Written exercise - Return every line in the listing below that contains the string "cloud", matching case exactly.

Entries shown -
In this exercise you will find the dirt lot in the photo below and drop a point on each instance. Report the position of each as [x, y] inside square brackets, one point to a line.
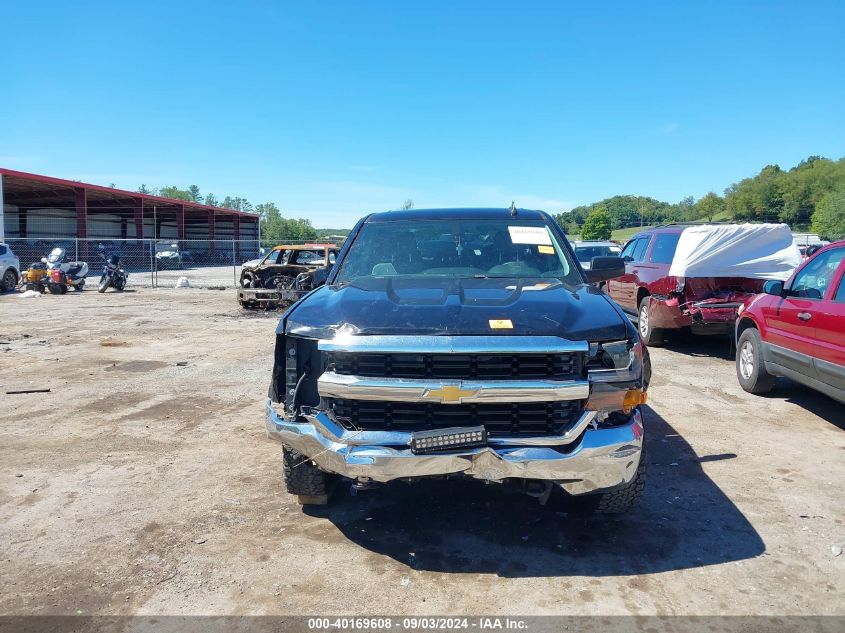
[141, 486]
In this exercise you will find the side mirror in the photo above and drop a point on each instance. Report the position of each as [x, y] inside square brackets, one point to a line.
[773, 287]
[320, 276]
[604, 268]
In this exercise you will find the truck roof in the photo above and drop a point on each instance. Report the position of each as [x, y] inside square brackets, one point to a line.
[302, 247]
[463, 214]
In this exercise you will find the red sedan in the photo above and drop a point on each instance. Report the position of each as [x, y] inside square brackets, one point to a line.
[797, 329]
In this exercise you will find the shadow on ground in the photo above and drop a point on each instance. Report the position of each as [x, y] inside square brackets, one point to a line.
[710, 346]
[463, 526]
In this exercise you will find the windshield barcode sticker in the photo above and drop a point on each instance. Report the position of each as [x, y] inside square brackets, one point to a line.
[501, 324]
[530, 235]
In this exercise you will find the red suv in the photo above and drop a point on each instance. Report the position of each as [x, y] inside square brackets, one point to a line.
[797, 329]
[705, 305]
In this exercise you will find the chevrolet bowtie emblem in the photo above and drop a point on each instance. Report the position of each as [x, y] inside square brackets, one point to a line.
[449, 394]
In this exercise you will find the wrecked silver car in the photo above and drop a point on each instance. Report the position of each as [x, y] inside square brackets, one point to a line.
[463, 343]
[284, 274]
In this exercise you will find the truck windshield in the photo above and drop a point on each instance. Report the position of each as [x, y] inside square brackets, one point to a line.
[457, 248]
[586, 253]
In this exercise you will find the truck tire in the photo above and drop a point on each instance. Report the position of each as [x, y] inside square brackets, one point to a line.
[650, 335]
[750, 368]
[304, 479]
[10, 281]
[624, 498]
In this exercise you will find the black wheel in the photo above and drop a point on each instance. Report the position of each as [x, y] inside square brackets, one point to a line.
[10, 281]
[624, 498]
[650, 335]
[750, 368]
[303, 478]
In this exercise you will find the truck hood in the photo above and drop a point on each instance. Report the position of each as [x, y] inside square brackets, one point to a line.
[534, 307]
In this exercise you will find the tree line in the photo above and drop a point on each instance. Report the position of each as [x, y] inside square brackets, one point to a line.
[810, 196]
[274, 228]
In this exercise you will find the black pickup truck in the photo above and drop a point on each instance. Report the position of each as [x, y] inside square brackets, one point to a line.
[461, 342]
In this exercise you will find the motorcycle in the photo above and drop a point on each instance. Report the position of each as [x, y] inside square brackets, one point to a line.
[113, 274]
[61, 274]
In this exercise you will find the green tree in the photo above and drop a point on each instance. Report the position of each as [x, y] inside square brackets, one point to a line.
[175, 193]
[829, 216]
[709, 206]
[194, 194]
[237, 203]
[597, 225]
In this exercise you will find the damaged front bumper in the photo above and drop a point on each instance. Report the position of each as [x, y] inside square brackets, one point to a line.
[584, 460]
[269, 295]
[714, 314]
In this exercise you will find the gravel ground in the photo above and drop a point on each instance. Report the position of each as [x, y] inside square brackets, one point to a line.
[143, 483]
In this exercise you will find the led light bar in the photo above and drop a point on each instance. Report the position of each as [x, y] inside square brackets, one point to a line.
[448, 439]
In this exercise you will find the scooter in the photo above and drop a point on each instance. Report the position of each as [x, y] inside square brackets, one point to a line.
[113, 274]
[62, 275]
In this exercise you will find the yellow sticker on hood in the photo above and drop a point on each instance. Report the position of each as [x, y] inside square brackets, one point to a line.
[501, 324]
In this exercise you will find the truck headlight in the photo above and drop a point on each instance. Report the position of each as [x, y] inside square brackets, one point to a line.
[616, 361]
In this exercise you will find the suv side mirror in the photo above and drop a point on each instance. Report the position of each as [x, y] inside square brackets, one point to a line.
[773, 287]
[604, 268]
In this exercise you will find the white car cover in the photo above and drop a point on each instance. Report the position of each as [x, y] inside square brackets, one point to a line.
[755, 251]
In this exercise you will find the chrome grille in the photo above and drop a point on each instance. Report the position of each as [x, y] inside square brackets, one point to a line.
[501, 420]
[561, 366]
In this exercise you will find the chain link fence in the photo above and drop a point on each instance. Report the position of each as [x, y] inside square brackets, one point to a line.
[153, 263]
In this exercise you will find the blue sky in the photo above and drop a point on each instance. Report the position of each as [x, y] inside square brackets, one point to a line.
[334, 109]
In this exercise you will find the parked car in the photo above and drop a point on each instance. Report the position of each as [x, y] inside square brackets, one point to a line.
[10, 269]
[721, 266]
[284, 274]
[585, 250]
[168, 255]
[797, 329]
[497, 361]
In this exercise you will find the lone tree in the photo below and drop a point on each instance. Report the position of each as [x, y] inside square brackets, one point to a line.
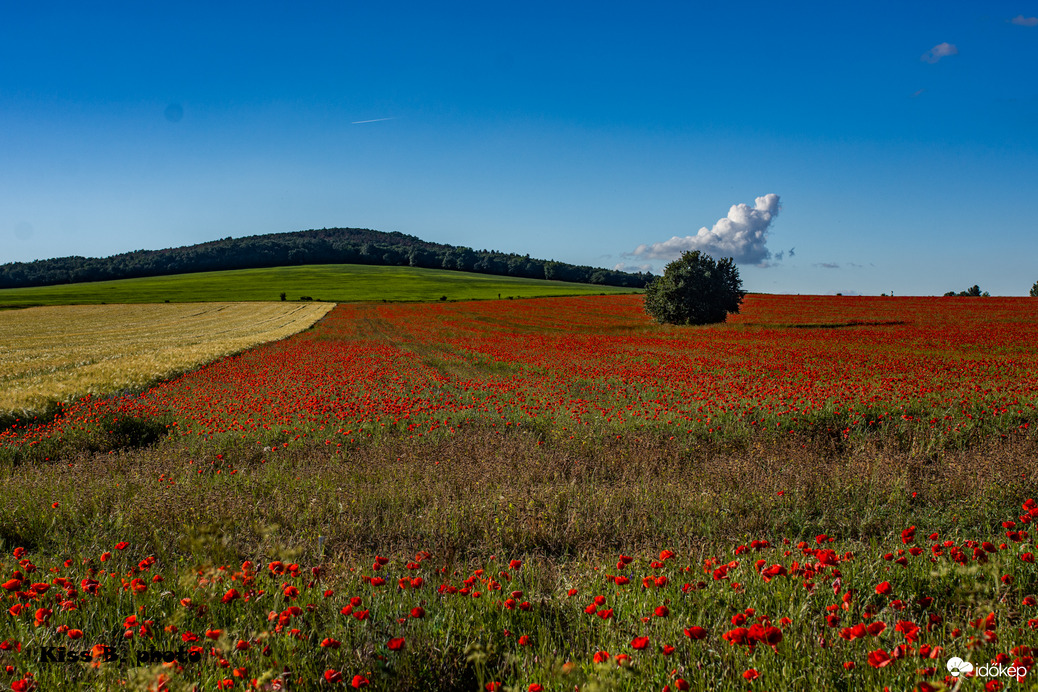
[694, 289]
[972, 292]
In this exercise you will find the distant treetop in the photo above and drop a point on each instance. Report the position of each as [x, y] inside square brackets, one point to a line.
[325, 246]
[972, 292]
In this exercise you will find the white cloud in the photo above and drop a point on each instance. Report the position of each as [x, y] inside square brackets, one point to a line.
[624, 267]
[742, 234]
[939, 51]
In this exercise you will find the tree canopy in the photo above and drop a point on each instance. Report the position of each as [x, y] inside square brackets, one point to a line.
[694, 289]
[972, 292]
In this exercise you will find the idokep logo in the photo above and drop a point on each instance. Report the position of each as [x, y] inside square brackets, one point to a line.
[957, 666]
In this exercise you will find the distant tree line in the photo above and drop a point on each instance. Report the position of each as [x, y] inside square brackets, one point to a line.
[327, 246]
[972, 292]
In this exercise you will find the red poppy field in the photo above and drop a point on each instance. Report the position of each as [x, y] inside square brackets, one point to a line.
[824, 492]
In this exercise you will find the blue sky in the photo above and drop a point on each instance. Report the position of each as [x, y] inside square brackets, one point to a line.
[900, 138]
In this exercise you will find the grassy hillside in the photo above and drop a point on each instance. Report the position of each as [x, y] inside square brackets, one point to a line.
[327, 282]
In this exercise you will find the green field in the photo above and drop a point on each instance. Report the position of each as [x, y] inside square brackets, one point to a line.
[339, 283]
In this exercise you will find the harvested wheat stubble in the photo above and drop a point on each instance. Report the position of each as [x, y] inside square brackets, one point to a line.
[62, 352]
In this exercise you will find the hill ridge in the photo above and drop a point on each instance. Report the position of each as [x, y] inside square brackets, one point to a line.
[324, 246]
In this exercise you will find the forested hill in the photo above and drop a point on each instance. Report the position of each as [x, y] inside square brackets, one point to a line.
[327, 246]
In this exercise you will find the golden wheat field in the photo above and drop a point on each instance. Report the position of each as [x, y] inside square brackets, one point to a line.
[66, 351]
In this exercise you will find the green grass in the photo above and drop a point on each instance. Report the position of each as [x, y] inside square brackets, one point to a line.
[340, 283]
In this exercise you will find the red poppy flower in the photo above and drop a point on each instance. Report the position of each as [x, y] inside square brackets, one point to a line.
[879, 659]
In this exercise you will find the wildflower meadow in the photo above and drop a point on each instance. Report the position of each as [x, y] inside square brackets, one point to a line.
[554, 494]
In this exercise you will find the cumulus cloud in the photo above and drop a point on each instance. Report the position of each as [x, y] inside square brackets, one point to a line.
[939, 51]
[742, 236]
[624, 267]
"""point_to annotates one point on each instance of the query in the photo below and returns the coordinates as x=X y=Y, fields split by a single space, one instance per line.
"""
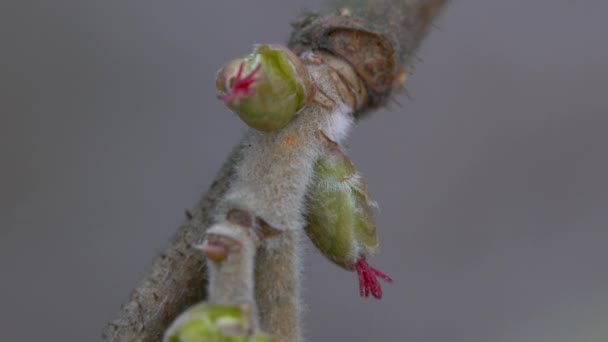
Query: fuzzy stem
x=278 y=289
x=177 y=278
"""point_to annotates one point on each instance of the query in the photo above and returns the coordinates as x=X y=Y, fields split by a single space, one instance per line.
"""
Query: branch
x=377 y=38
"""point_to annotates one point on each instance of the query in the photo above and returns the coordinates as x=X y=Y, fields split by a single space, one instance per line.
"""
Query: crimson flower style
x=241 y=87
x=368 y=282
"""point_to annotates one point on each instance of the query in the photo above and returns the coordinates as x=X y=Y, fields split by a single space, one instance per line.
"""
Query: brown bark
x=378 y=38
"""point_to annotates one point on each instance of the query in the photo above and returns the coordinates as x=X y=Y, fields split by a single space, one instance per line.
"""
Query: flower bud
x=340 y=219
x=205 y=322
x=266 y=88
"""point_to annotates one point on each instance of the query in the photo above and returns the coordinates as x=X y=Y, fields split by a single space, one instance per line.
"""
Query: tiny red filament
x=241 y=87
x=368 y=282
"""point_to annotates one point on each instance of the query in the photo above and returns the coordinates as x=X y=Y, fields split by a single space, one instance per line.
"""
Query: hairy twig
x=358 y=52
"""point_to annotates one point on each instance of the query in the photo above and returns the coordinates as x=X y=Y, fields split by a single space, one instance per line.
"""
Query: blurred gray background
x=492 y=178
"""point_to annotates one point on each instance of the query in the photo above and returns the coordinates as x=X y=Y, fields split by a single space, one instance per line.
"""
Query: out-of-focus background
x=492 y=177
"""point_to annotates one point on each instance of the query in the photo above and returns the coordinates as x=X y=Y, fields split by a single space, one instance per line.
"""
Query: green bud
x=213 y=323
x=340 y=220
x=266 y=88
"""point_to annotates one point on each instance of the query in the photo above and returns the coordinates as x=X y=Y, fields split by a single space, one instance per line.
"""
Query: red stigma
x=368 y=282
x=241 y=87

Response to this task -
In this exercise you will find the white cloud in the photo above and drop a point on each instance. Report the position of each as [x, y] inside square brackets, one point to a line.
In this exercise you will find the cumulus cloud in the photo above and drop a point on each instance. Report the position of each as [x, y] inside square brackets, one point to a line.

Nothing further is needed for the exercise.